SUPPLIED RECORDS.

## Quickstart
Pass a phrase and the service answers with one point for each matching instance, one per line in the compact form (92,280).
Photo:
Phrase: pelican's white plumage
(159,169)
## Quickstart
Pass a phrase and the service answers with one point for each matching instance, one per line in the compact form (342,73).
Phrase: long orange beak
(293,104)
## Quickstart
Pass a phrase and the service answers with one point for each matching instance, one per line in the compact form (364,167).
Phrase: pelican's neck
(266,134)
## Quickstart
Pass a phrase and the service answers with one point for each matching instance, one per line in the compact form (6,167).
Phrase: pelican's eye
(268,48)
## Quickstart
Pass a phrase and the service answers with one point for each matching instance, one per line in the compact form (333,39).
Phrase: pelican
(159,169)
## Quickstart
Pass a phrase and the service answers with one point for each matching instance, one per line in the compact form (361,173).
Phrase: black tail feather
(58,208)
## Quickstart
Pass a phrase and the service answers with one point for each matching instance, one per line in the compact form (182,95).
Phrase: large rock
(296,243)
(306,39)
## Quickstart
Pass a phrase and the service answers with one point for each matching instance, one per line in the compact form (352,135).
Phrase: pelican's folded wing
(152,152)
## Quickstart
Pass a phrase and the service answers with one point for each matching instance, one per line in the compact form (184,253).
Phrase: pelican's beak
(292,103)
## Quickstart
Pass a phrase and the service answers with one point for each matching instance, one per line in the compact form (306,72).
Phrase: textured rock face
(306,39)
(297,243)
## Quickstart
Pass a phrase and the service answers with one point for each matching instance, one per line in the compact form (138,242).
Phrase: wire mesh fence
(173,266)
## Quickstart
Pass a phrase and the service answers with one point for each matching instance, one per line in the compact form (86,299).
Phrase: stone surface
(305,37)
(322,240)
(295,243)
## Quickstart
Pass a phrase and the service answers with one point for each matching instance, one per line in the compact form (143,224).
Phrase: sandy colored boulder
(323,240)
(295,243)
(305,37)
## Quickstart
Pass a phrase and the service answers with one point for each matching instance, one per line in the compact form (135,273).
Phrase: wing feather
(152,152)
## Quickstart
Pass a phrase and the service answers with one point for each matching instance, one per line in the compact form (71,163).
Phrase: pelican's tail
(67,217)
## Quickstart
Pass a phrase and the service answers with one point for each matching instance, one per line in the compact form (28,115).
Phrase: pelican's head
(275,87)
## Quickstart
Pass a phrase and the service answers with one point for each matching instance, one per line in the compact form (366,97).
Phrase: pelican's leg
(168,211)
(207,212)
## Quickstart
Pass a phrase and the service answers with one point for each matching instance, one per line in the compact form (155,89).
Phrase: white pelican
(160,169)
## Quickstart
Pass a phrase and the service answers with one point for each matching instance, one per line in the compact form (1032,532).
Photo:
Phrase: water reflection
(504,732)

WORK TO DO. Retype the listing exactly, in full.

SOLUTION TO THIS TASK.
## Quickstart
Pass a phrase and the service answers with one point for each matching instance, one per line in the compact form (92,280).
Photo:
Phrase: pelican's white plumage
(159,169)
## Quickstart
Pass a phrase and the service answers with one point for each matching instance, one per line in the compact form (342,73).
Phrase: long orange beak
(293,104)
## Quickstart
Pass a phrase and the service answers with one point for each matching instance, one per line in the compact form (364,167).
Phrase: pelican's neck
(266,134)
## Quickstart
Pass a phrase and the service answers with one point for each matching instance, one per line in the compact form (6,167).
Phrase: pelican's eye
(268,48)
## Quickstart
Pass a phrase and the service answers with one point for each matching instance, one per line in the compact form (333,39).
Phrase: pelican
(159,169)
## Quickstart
Pass a phrase and the service answers with one point for each matching instance, one per line in the compact form (361,173).
Phrase: black tail feather
(58,208)
## Quickstart
Pass a phrase and the service answers with one point for each matching instance, one per line in the compact form (182,95).
Phrase: large rock
(296,243)
(306,39)
## Quickstart
Pass a phrase and the service answers with one point for each matching instance, one per line in the compact form (352,135).
Phrase: pelican's folded wing
(152,152)
## Quickstart
Pass a phrase and the service answers with one point for each matching instance, one per line in the compact form (184,253).
Phrase: pelican's beak
(292,103)
## Quickstart
Pass a phrase and the service answers with one point for each matching instance, one per line in the compact form (306,72).
Phrase: textured rock face
(306,39)
(297,243)
## Quickstart
Pass a phrase and the service answers with one point for each matching instance, one per line in the compact form (138,242).
Phrase: wire mesh fence
(173,266)
## Quickstart
Pass a phrase and the service answers with one point for each matching instance, one per line in the compact form (86,299).
Phrase: stone surface
(305,37)
(322,240)
(295,243)
## Quickstart
Pass a phrase and the service answers with one point for each matching instance, one per line in the compact form (143,224).
Phrase: sandy colored boulder
(323,240)
(295,243)
(305,37)
## Quickstart
Pass a phrase and the service answers with one point for each matching instance, one per line in the compact form (135,273).
Phrase: wing feather
(152,152)
## Quickstart
Pass a phrase and the service answers with one point for each matching instance, one per line in the compact form (71,163).
Phrase: pelican's tail
(67,217)
## Quickstart
Pass a phrase and the service answers with one point for each matching instance, one per line in the compact form (28,115).
Phrase: pelican's head
(275,87)
## Quickstart
Pass a phrase and the service answers with one point for each matching instance, one per line in the compact form (366,97).
Phrase: pelican's leg
(168,211)
(207,212)
## Quickstart
Pass a phrase and the service answers with one point for each matching instance, one per line in the compact form (155,89).
Phrase: white pelican
(160,169)
## Quickstart
Pass a phrase and the service answers with one point for each matching instance, one per line in the compact form (1032,532).
Photo:
Phrase: water reflection
(504,732)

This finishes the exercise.